### Problem description
Please repeat the data, starting with the line with "of the windshield" and going on through the line with "[(268, 120)]", and swap "congestion log" for "traffic survey" while leaving everything else unchanged.

### Data lines
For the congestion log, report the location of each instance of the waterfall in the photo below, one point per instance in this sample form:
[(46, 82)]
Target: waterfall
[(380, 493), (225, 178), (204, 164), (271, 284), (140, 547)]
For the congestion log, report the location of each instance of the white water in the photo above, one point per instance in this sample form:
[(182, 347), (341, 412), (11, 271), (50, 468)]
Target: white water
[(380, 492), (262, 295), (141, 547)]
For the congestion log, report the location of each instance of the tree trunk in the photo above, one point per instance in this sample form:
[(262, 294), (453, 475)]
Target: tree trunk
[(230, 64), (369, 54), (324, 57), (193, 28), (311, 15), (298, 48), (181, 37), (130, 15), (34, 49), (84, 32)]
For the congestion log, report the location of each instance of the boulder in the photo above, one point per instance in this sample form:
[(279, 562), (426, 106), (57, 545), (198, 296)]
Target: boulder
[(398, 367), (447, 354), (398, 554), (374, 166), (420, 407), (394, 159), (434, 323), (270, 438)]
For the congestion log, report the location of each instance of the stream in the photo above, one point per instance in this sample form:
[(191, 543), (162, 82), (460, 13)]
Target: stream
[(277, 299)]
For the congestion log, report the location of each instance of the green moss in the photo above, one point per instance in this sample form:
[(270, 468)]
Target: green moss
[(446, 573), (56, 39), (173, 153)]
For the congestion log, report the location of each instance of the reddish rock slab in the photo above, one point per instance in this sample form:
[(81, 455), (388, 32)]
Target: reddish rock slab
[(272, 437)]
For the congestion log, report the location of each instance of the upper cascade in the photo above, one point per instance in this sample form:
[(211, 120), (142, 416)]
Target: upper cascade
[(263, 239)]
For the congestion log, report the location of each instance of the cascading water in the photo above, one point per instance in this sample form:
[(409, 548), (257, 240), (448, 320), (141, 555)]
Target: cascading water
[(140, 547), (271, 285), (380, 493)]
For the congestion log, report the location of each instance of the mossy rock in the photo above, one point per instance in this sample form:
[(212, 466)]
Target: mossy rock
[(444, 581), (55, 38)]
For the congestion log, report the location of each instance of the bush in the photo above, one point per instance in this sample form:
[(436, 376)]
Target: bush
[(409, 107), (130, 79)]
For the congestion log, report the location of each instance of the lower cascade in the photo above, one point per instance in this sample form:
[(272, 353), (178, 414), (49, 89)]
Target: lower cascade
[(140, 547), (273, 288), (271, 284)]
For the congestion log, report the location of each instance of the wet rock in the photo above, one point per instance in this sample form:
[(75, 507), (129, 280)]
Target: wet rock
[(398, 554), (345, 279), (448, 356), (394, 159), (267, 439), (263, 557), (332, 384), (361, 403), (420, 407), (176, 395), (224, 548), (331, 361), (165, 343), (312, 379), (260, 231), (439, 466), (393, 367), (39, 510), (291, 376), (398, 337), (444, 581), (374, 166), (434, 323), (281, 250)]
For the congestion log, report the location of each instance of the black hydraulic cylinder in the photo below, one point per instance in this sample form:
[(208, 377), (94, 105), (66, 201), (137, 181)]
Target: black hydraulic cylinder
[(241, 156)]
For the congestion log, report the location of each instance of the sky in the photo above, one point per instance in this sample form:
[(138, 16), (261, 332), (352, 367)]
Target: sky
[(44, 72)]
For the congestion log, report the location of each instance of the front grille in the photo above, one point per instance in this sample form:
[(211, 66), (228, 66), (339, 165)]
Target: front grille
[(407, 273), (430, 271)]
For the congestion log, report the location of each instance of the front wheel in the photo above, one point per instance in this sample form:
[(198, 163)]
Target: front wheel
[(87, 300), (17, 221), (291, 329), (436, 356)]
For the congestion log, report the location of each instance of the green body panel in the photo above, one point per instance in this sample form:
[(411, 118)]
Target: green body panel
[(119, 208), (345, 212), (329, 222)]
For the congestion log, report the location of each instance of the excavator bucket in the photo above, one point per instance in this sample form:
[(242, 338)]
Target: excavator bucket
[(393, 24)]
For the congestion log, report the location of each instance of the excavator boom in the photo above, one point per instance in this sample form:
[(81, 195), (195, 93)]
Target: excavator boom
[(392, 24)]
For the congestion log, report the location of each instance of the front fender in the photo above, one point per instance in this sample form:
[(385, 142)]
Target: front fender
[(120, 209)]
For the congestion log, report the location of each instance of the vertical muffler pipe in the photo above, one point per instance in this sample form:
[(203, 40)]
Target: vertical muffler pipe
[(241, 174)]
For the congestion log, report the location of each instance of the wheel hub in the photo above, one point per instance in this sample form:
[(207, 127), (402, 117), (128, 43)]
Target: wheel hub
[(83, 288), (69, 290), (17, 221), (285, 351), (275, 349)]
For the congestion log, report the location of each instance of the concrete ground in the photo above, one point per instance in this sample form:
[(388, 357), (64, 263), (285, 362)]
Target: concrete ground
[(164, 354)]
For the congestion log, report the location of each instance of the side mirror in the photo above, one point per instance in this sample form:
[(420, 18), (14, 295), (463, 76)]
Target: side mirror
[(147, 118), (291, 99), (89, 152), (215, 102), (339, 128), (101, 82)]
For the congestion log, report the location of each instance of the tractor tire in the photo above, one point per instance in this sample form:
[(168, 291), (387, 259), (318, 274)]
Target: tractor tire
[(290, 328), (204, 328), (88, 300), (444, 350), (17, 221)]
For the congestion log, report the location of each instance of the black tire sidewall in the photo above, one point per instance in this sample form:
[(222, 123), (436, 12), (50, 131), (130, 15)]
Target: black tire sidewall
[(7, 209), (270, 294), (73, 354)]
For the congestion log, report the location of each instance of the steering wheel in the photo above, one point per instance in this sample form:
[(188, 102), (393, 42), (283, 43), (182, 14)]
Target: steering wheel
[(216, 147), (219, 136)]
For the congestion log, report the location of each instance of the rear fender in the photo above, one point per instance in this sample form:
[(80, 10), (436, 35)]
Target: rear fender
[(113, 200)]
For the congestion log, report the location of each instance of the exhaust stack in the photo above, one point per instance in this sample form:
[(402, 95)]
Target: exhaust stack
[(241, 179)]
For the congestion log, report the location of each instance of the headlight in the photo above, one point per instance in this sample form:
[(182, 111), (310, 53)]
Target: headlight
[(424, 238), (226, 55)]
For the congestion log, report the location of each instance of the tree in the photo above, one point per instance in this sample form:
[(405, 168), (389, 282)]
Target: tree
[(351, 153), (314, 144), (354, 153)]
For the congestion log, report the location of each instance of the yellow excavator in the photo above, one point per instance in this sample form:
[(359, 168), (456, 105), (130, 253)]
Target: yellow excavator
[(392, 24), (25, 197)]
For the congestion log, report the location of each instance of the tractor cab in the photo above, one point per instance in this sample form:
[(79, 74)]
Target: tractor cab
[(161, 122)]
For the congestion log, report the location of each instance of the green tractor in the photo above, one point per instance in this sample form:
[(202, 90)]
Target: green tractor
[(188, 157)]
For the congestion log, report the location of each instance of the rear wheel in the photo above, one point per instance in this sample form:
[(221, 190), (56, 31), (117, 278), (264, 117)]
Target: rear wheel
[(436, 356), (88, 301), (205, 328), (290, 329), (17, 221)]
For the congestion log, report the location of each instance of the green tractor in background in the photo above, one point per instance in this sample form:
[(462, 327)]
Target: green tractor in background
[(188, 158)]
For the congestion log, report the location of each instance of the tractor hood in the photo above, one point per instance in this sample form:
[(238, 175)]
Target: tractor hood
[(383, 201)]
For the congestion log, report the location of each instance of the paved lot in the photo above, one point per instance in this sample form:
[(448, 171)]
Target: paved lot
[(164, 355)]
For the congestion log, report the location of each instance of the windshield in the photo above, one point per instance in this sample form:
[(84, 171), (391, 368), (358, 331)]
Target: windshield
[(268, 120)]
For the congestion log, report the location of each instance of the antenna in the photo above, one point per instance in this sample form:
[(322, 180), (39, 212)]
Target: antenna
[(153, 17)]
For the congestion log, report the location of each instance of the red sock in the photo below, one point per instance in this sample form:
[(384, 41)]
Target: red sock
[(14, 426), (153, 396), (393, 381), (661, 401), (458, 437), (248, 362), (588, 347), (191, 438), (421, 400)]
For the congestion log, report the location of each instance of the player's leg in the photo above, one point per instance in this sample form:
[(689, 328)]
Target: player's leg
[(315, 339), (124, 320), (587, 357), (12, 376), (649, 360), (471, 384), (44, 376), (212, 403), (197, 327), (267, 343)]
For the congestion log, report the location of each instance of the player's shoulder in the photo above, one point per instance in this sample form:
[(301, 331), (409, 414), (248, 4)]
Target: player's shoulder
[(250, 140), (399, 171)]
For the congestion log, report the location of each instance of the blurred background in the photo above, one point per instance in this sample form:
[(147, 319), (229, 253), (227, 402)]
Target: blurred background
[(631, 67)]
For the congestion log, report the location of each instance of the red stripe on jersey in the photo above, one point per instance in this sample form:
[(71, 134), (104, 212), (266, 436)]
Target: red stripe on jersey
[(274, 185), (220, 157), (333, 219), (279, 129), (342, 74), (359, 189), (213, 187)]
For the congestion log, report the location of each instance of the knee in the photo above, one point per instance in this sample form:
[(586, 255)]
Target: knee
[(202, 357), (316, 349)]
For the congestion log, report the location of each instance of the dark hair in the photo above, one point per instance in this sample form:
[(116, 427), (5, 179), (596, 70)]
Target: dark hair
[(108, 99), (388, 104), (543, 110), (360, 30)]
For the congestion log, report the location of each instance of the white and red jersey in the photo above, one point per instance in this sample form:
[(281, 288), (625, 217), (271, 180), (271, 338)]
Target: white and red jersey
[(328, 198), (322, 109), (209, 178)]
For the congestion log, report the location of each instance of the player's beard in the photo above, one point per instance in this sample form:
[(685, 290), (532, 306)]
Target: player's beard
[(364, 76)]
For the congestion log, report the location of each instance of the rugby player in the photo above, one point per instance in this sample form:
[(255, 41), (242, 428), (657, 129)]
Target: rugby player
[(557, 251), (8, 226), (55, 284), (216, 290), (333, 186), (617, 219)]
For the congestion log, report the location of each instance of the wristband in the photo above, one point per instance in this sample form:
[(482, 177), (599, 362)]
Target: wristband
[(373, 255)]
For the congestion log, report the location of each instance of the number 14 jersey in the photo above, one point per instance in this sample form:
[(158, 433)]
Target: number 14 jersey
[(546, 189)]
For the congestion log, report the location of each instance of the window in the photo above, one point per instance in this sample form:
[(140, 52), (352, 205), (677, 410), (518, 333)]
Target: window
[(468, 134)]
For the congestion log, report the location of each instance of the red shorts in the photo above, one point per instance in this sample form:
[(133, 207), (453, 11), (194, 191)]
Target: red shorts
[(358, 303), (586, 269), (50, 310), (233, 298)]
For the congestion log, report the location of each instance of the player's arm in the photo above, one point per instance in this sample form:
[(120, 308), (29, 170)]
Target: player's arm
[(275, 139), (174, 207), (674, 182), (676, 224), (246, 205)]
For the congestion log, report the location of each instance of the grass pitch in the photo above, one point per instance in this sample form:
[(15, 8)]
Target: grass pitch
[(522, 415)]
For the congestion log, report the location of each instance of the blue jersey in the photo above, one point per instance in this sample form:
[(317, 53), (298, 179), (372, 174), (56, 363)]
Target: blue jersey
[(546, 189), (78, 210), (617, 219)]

### Exercise response
For the traffic survey, report the location of each instance of the windshield in the photo above, one point per instance in this sample form:
[(84, 171), (391, 368), (358, 331)]
Target: windshield
[(268, 120)]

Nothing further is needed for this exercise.